Well, the reason a fair few players were ready to strike and voted against the CBA — including the delegation from Real Salt Lake that included Tony Beltran and Nick Rimando — just became a lot more clear.
One note stemming from Mapp signing and confirmed elsewhere: #MLS teams are limited to two signings from free agent pool.
— Kyle McCarthy (@kylejmccarthy) December 14, 2015
So — about that, right? We have, in essence, free agency for a very select group of players, those who are 28-years-old and have at least eight years of experience in the league, and they're given the option to go to whichever MLS team wants them.
Unless, you know, that MLS team has already signed two free agents.
Was free agency really won in the first place? This seems a bit like an unstructured, players-choice draft that's limited to two rounds. Or, you know, something like that.
It's all a little funny, especially as Targeted Allocation Money™ develops into something bigger this coming year — the CBA limits free agency significantly and sets out a very small salary cap boost over previous years, so we're left with these weird investment strategies within the organization that work around the rules they've imposed themselves.
It makes you wonder — if free agency was the stated goal of the collective bargaining agreement, why did representatives from 13 teams (or something in that range) throw out their hopes for something as gutted and insignificant as this?

* _Required tasks_:
(1) Repeat the passage on MLS free agency between "Well, the reason" and "two free agents.", inclusive.
(2) In the passage on MLS free agency, which players are eligible for free agency?

(Region pointing data)
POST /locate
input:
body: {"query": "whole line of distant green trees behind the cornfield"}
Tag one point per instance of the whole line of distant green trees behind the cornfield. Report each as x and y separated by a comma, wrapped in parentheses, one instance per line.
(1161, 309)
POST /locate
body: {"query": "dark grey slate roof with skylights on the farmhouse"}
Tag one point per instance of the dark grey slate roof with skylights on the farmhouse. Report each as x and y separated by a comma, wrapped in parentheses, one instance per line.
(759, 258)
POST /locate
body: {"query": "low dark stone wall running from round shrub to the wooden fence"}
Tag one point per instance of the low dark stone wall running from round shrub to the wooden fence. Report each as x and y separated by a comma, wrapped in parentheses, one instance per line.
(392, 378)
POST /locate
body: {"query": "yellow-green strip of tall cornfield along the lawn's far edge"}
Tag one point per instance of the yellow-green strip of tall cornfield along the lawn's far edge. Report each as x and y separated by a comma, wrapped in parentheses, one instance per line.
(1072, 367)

==

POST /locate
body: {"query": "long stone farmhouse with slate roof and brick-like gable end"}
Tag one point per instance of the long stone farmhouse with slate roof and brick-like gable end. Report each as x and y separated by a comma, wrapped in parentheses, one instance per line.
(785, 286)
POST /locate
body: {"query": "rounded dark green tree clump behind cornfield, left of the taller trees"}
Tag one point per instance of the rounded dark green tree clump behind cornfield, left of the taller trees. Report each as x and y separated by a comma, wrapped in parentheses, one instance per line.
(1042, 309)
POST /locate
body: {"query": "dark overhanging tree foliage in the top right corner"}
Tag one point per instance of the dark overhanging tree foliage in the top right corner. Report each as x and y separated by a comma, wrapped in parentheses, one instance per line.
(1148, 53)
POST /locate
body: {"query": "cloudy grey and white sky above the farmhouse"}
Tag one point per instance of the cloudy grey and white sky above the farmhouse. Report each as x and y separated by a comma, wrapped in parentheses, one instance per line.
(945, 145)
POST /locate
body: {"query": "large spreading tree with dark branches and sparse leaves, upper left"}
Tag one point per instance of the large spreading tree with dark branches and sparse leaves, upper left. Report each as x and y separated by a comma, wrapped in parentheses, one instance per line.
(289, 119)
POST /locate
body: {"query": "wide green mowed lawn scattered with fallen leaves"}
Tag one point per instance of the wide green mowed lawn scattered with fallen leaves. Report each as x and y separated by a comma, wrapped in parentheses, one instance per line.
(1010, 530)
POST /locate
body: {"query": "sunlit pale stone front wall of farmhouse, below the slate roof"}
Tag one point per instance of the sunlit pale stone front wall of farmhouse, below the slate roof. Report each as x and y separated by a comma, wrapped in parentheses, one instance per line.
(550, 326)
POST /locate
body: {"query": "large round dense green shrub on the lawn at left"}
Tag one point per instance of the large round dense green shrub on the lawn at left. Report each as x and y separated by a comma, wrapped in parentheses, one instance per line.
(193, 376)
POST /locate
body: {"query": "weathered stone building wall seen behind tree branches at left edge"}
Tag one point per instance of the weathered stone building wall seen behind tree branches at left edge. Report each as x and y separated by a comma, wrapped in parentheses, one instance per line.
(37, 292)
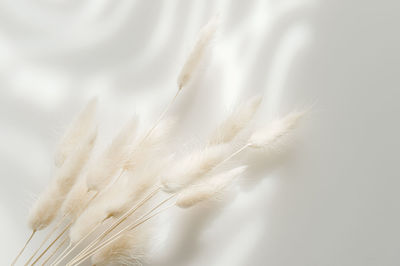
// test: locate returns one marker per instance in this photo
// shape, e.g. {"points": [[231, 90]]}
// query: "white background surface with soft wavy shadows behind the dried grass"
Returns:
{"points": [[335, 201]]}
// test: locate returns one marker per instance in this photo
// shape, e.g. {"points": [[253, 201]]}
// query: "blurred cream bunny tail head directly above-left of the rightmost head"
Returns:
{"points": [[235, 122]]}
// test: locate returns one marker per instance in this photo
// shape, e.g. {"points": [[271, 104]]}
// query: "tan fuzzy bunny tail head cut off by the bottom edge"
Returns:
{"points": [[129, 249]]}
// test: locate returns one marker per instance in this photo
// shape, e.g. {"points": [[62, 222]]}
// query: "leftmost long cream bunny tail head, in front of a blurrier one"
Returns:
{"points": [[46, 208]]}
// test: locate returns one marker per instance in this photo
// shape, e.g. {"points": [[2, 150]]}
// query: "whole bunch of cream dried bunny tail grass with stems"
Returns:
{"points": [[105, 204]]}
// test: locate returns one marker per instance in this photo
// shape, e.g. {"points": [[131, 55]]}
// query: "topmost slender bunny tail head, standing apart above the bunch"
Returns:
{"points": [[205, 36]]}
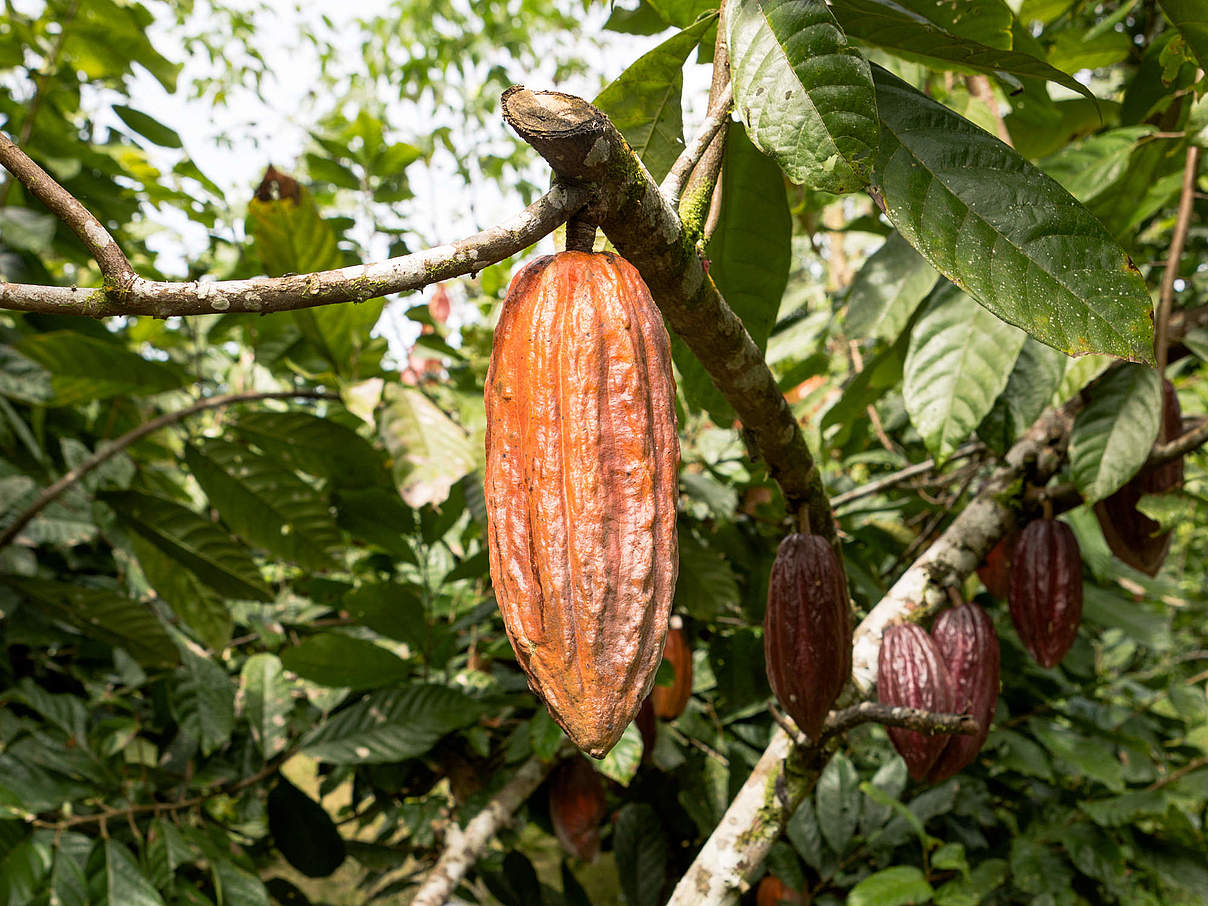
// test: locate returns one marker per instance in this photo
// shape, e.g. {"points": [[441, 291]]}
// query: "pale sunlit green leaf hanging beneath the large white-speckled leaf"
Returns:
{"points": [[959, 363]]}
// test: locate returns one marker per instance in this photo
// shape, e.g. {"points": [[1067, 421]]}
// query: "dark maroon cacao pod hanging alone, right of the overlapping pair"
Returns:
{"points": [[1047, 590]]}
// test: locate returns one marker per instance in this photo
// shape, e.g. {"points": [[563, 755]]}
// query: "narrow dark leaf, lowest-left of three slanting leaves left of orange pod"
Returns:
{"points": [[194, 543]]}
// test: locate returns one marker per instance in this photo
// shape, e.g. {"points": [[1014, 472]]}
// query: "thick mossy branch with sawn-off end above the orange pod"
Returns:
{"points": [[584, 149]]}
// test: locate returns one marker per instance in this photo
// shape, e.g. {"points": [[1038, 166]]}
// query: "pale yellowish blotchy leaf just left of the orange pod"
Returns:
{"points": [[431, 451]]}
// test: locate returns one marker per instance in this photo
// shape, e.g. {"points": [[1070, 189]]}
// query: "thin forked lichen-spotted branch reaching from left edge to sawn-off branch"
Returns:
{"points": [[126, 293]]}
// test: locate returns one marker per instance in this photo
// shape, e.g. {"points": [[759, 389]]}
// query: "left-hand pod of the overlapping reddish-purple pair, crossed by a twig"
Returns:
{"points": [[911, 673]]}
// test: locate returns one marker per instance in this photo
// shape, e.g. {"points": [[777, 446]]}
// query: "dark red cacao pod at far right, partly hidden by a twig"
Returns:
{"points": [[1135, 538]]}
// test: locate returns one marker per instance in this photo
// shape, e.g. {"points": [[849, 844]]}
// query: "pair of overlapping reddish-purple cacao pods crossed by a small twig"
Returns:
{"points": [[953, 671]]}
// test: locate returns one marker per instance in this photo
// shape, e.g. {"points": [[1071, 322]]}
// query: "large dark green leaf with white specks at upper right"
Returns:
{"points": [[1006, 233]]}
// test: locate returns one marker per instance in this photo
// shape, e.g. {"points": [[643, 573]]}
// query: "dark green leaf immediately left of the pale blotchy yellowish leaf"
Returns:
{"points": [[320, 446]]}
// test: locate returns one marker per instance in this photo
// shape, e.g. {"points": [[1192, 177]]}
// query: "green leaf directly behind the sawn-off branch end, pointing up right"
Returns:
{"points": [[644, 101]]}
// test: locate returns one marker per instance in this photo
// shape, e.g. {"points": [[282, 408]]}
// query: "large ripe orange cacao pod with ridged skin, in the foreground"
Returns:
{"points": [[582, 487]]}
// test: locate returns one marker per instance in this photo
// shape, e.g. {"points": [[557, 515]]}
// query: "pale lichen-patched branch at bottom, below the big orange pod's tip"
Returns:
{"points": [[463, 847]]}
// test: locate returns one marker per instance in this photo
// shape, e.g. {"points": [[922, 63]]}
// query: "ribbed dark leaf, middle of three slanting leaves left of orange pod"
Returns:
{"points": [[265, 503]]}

* _Solution set_:
(1)
Well, the reason a fair few players were ready to strike and voted against the CBA — including the delegation from Real Salt Lake that included Tony Beltran and Nick Rimando — just became a lot more clear.
One note stemming from Mapp signing and confirmed elsewhere: #MLS teams are limited to two signings from free agent pool.
— Kyle McCarthy (@kylejmccarthy) December 14, 2015
So — about that, right? We have, in essence, free agency for a very select group of players, those who are 28-years-old and have at least eight years of experience in the league, and they're given the option to go to whichever MLS team wants them.
Unless, you know, that MLS team has already signed two free agents.

(2) Players who are 28 years old and have at least eight years of experience in the league.